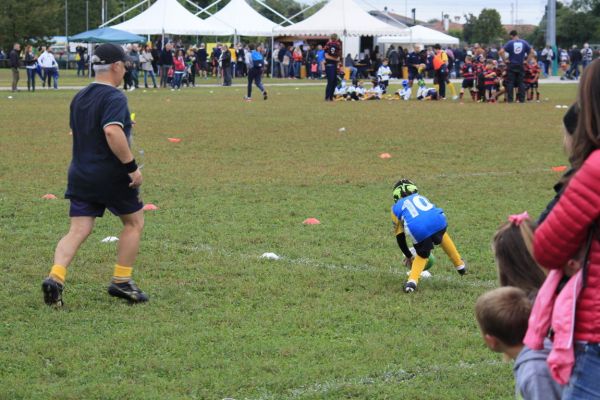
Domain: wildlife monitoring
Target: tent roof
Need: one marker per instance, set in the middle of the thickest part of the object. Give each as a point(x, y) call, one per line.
point(244, 19)
point(343, 17)
point(106, 35)
point(168, 16)
point(421, 34)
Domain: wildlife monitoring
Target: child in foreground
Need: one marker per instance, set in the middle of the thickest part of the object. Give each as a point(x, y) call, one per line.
point(417, 217)
point(502, 315)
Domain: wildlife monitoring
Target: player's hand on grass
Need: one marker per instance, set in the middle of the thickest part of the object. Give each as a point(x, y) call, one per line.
point(136, 179)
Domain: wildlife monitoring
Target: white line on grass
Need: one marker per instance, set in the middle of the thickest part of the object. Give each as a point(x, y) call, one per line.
point(454, 279)
point(392, 374)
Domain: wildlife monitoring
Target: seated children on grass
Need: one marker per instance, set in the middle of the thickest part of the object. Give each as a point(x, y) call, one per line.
point(415, 216)
point(502, 315)
point(425, 93)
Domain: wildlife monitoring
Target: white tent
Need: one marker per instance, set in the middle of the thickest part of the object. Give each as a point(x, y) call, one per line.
point(344, 17)
point(420, 34)
point(168, 16)
point(244, 20)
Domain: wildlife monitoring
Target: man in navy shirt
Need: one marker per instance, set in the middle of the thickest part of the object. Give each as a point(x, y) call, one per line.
point(103, 174)
point(517, 50)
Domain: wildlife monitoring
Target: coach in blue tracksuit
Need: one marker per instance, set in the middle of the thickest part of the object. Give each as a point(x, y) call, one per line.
point(517, 50)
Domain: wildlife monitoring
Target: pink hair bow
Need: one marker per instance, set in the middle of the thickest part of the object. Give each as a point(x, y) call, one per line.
point(518, 219)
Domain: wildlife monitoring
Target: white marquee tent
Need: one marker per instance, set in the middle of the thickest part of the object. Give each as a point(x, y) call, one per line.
point(422, 35)
point(170, 17)
point(344, 17)
point(243, 20)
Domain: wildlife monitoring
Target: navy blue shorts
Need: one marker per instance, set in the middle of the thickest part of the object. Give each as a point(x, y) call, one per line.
point(83, 208)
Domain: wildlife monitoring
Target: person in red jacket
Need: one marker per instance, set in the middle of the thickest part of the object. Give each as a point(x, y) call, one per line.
point(564, 233)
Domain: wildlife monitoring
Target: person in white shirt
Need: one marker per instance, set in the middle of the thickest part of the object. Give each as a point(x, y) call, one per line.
point(49, 67)
point(384, 73)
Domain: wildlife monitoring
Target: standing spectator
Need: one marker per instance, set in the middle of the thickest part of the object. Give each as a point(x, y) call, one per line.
point(103, 174)
point(297, 57)
point(394, 58)
point(203, 61)
point(586, 55)
point(320, 61)
point(134, 56)
point(14, 61)
point(178, 69)
point(254, 62)
point(49, 67)
point(569, 231)
point(333, 53)
point(225, 62)
point(166, 63)
point(575, 56)
point(190, 63)
point(146, 65)
point(31, 67)
point(440, 68)
point(517, 50)
point(547, 57)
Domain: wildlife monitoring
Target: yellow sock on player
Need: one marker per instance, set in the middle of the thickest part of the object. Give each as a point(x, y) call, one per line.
point(58, 273)
point(450, 250)
point(416, 268)
point(122, 273)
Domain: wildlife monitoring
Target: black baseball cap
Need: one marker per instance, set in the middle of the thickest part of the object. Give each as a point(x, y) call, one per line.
point(108, 53)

AIM OF THE EXERCISE: Pictures are to be left out; the rest of the listing should be printed exactly.

WRITTEN REPLY:
Domain: wildlife monitoring
Target: tent roof
Need: one marker per instance, set in the middle of the thickest part of the object. Give each as a point(x, y) call, one per line.
point(244, 19)
point(343, 17)
point(106, 35)
point(168, 16)
point(421, 34)
Domain: wildlife monitoring
Target: child in foreground
Need: one marker per instance, set in the middle of the thickest part of the object. Give each as a point(x, y) call, one per line.
point(417, 217)
point(502, 315)
Domain: wildlife monitoring
Target: player's hand on grass
Need: one marker per instance, set in the middle of the thickest part of the object. Give each as a point(x, y) call, one per line.
point(136, 179)
Domain: wildlife monitoring
Target: white line on grass
Need: one marker per instance, set in the middle of the thickest part of the object. Give each as a point(x, y) call, one per line.
point(454, 279)
point(392, 374)
Domain: wildlife monitoring
Target: seated children on grass
Need: one marker per instance, set in the middle of the thickest part of the object. Give each as a point(x, y) call, one per line.
point(415, 216)
point(502, 315)
point(425, 93)
Domain: wildlife monitoring
Target: white tent
Need: one marker per instance, set in the middle of the thickest part of the object. Give each as a point(x, y) call, one per line.
point(344, 17)
point(420, 34)
point(168, 16)
point(244, 20)
Domain: wildlife monitoring
Target: man in navy shirt
Need: one marker per instance, set in the middle of the thickest part of the object. Give each as a point(x, y) call, one per line.
point(103, 174)
point(517, 50)
Domain: wildlife monitoring
Target: coach in blue tracksuit
Need: one marker per instance, set in the middle of the thickest part of the object. Give each as a point(x, y) call, one per line.
point(517, 50)
Domain: wildlife monitoring
Target: pink hair bow
Need: one marker per instance, set in the middle of the thickest part of the object. Give each as a point(x, y) call, one per line.
point(518, 219)
Domain: wildlife monitoring
Target: white marquee tent
Need: one marker per instance, set in the middle of the thickest part of the object. Give each as a point(x, y) call, one per line.
point(422, 35)
point(170, 17)
point(344, 17)
point(243, 20)
Domain: wildlife monitoring
Target: navy blue shorts
Need: one marker per instance, set in the middle of the thickest part of the object. Give each as a point(x, y) call, one per line.
point(83, 208)
Domain: wildlife monitoring
Target: person in red jacket
Need: one marker per instance, set in the middle of the thickest part of the object. Give each as a point(x, y) call, one per line.
point(564, 233)
Domain: wildlife monitoring
Target: person in white shirt
Need: one marker per instance, set in the middle of the thickest part of the object. Give each as a point(x, y) call, one per line.
point(49, 67)
point(384, 73)
Domain: wildlife monitoring
Target: standing spectator
Need: one marker per instance, set in the middle of the thickest part of the object. Give each as a point(x, y) call, one per line.
point(103, 174)
point(297, 57)
point(394, 58)
point(203, 61)
point(586, 55)
point(320, 61)
point(134, 56)
point(14, 61)
point(178, 69)
point(254, 62)
point(49, 67)
point(569, 231)
point(333, 53)
point(225, 62)
point(166, 63)
point(575, 56)
point(190, 63)
point(146, 65)
point(31, 67)
point(440, 68)
point(517, 50)
point(547, 57)
Domain: wildlife monitoring
Target: yellow sock on player
Need: one marker per instance, set in the middle of the thickest part of the object. Give each as a point(x, y) call, one per line.
point(58, 273)
point(450, 250)
point(416, 268)
point(122, 273)
Domain: wildlife monitoring
Target: black baseball cap
Need: one marker per instance, set in the middle of the thickest part of the object. Give each as a point(x, y) call, one per line.
point(108, 53)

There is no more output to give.